• **AIM**:
Switch "drop one dot" to "place a single marker" everywhere it occurs in the material below, and leave every other word as it is.

+++ DATA LISTING

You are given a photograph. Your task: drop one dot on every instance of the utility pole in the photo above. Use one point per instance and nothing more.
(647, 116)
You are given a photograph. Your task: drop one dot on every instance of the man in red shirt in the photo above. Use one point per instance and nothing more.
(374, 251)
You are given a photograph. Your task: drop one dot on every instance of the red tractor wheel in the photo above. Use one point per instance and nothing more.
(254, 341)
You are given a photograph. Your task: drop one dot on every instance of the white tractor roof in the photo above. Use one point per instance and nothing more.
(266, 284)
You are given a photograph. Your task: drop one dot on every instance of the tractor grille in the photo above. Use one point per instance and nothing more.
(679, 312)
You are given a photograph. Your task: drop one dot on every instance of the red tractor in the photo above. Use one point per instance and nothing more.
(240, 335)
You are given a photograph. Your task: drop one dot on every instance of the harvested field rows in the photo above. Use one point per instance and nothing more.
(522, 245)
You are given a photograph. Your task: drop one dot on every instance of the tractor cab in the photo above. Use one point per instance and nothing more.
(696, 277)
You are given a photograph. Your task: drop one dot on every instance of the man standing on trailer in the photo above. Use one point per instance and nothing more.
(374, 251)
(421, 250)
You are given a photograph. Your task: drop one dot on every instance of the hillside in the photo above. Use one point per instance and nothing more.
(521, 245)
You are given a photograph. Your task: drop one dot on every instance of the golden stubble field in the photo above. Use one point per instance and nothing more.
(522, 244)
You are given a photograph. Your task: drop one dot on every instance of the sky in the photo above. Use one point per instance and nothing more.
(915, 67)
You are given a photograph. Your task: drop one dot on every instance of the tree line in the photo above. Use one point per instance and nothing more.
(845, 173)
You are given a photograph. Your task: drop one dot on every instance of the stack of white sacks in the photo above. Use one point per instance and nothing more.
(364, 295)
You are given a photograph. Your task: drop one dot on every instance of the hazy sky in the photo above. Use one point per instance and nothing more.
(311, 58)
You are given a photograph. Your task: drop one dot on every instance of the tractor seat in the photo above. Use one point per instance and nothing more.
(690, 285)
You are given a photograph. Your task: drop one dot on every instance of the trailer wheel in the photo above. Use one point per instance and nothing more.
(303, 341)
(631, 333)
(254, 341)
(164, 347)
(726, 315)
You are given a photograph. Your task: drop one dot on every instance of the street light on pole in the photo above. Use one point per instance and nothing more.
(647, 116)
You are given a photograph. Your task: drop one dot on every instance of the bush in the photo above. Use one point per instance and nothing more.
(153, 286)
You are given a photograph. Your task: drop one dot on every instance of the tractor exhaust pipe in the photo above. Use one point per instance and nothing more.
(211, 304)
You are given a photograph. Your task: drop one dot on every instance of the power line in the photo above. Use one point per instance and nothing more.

++++++

• **OUTPUT OF THE EXERCISE**:
You are given a photograph. Your task: place a single marker on every instance of the utility pole in the photo above. Use one point per instance and nothing more.
(647, 116)
You are given a photograph. Your task: place a single marker on every instance of the man in red shirt in the photo above. Use one point per instance and nothing more.
(374, 251)
You are given a photograph. Your task: place a single marker on every instance of the red tractor wheel in the photo above. Use one point per instance and nothing more.
(254, 341)
You are given a photograph. Your task: place a single marker on every instance of the white tractor roof in the photo above. Use one point per instance and nothing more.
(266, 284)
You are given a photograph. Your task: place a single marker on every instance of the tractor grille in the photo above. Use one point per instance and nothing more.
(679, 312)
You are given a photograph. Your task: place a single marker on every instance of the red tractor in the photo above. Use one point per instance and nothing more.
(240, 335)
You are given a photograph. Your task: place a single marker on every instance of the harvested field rows in the photo above. Use one point per instance and nothing more.
(522, 245)
You are given a photograph. Your task: place a single marker on every instance of the tractor cab in the photo above. Use one point per instance and nothing more.
(696, 277)
You are given a photograph. Your task: place a single marker on every instance of the man standing on trailer in the photo above. Use one point per instance and nothing more.
(374, 251)
(421, 250)
You are given a photograph. Your task: place a single marker on every instance of the hillside in the photo above. Use one point per instance and nothing more.
(521, 245)
You are given a photograph. Your task: place a single marker on every instance of the golden stubble field in the photo above. Use one point per instance and nothing more.
(522, 244)
You are given a photograph. Your task: place a single marker on every instance of the sky in the photo above. Use one point per instance and nothing more.
(915, 67)
You are given a photograph. Your task: place a single marker on every instance of the tree line in the photo above. Use one point per instance and nothing more.
(845, 173)
You are given a photograph. Your task: place a single marker on every instance of the stack of white sacks in the photo above. Use one point per instance and nothing more.
(364, 295)
You are given a photograph. Your task: place a single marker on every instance of the hazy sky in the photo above. Use one point per instance and nothing more.
(311, 58)
You are given a photograph. Your task: place a single marker on every instance of the tractor seat in the photo above. Use one point per instance and nothing more.
(690, 285)
You are given a photograph. Your task: place a single marker on every instance of the trailer wheel in the photo above. Use one point per instance and nothing more.
(303, 341)
(631, 333)
(254, 341)
(164, 347)
(726, 315)
You are given a photograph. Your task: place a single marker on every instance of the street light on pole in the photo above. Use one point per instance and nothing more.
(647, 116)
You are given a photograph. Your task: place a single marker on every instance of the bush in the photo above. Use one point per instance and nothing more.
(153, 286)
You are given a photograph. Your task: place a single marker on every instance of the tractor exhaust pipe in the photo above. Use one point per instance and nothing more.
(211, 304)
You are given a photograph. Your task: place a single marker on every instance of the power line in the photo above. Use one point per instance and nothing more.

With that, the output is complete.